Text segment:

--- BEGIN ---

The corrosion of aluminium in the presence of the electrolyte has been reported by others . In our investigation, preliminary experiments carried out on as-received aluminium substrates of varying purity showed, perhaps surprisingly, that rates of tri-iodide disappearance were negligible over a timescale of many days. However, further experiments using the same substrates following abrasive cleaning gave contradictory findings, where complete removal of tri-iodide was observed over the same durations. Therefore, key to the initiation of corrosion on Al is the nature of surface treatment. The as-received substrate will comprise an air-formed surface oxide layer which as these tests demonstrate possesses sufficiently effective barrier properties to protect the underlying metal from oxidation via reaction (2). Surface abrasion not only removes this original protective layer, but is also well known to introduce a surface activated layer, with significantly different corrosion behaviour to the bulk . This phenomenon has been reported on 3000, 5000, 6000 and 8000 series aluminium alloys and can lead to rapid chloride-induced filiform-like corrosion on organic coated substrates [24–29]. It has been proposed that micrograining of the surface layer, induced by abrasion, produces a significant anodic activation compared with the alloy bulk [30, 31]. In this work, it can be seen that the aluminium samples even with relatively low purity can resist corrosion, providing that they are not subjected to initial surface abrasion. Figure 6 shows the difference between as-received and abraded Al specimens of 99.9% purity, where the abraded sample has reacted to completely remove triiodide from the electrolyte layer within 20 hours, whilst the nonabraded Al remains stable.

--- END ---

Exercises:
(1) Summarize the passage on aluminum corrosion in two sentences.
(2) Write a few sentences that carry the passage on aluminum corrosion on from its final sentence.

[Dataset items]
--- BEGIN ---

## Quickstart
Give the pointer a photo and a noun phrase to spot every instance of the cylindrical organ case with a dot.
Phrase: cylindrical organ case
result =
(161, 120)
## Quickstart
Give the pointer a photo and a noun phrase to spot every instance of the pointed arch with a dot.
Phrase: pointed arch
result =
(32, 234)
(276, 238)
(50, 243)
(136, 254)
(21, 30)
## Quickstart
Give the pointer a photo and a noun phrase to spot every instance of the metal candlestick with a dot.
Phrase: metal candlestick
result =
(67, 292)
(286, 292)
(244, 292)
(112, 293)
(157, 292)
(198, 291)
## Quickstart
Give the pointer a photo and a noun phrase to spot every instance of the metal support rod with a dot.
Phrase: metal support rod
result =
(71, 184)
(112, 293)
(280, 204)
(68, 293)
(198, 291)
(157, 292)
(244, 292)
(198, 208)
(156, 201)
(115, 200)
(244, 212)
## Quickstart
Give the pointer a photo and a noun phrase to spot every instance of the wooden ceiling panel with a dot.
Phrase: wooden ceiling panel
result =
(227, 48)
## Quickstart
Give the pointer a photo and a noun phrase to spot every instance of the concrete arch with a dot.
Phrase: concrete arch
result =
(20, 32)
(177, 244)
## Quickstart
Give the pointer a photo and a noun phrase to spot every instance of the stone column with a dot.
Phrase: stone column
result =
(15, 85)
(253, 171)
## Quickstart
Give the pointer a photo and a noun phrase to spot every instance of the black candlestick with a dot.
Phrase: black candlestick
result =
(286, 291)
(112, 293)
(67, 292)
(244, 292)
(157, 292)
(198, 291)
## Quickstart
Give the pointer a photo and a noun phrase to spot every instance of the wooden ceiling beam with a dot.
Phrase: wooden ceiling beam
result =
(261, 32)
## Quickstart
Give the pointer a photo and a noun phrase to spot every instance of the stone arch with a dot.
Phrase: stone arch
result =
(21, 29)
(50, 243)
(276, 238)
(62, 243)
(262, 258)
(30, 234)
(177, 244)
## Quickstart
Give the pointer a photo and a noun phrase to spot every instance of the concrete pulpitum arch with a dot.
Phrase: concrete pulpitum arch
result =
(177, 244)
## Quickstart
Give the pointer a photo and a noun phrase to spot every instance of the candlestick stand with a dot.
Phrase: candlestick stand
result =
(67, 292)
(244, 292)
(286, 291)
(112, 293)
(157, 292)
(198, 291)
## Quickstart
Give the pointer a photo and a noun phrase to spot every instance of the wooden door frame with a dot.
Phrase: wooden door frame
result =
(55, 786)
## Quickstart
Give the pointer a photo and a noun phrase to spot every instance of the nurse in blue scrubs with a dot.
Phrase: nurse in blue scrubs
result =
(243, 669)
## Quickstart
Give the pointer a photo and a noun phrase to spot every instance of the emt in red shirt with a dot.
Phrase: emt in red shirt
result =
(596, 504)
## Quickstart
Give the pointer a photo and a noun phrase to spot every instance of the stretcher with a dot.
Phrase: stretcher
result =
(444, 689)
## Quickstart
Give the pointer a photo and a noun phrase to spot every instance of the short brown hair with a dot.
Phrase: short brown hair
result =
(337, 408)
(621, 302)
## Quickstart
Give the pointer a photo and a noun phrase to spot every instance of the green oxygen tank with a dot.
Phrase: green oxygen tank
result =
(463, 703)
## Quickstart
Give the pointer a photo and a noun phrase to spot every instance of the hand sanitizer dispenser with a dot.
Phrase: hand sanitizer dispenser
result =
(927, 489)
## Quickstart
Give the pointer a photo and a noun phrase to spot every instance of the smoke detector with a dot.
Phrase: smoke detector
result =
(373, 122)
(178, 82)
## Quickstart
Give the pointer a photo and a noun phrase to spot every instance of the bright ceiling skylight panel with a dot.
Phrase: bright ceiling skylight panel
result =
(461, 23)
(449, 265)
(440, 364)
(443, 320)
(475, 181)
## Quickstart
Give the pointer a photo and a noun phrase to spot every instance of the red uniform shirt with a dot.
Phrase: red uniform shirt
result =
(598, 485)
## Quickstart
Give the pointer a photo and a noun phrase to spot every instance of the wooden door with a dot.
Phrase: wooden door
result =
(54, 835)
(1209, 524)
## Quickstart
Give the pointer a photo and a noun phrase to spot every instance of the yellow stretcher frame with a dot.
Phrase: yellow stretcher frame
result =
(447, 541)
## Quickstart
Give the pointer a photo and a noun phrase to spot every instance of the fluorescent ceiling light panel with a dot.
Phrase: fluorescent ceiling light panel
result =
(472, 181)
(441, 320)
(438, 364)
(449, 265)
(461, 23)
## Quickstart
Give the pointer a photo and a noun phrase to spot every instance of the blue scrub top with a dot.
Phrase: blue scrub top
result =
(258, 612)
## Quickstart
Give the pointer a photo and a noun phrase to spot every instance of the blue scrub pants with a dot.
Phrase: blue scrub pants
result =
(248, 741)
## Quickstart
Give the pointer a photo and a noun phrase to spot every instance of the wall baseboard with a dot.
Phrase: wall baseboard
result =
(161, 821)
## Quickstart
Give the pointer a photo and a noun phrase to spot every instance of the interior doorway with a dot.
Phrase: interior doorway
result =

--- END ---

Answers given:
(1) As-received aluminum substrates showed negligible tri-iodide loss over many days because their air-formed oxide layer protected the metal, while the same substrates after abrasive cleaning removed tri-iodide completely. Abrasion strips away this protective layer and introduces a surface activated layer with corrosion behavior different from the bulk, which makes surface treatment key to whether corrosion begins.

(2)
It is also evident from Table 2 that the rate of reaction obtained for abraded Al specimens is highly dependent upon purity. The observed rate of disappearance of tri-iodide is approximately 7-fold higher in the presence of a low purity (99.0%) specimen than observed for higher purity (99.999%) Al. It is proposed that the increase in rate results from the greater availability of transition metal impurity phases, which in turn will provide a greater number of sites of high electrocatalytic activity for the reduction of tri-iodide.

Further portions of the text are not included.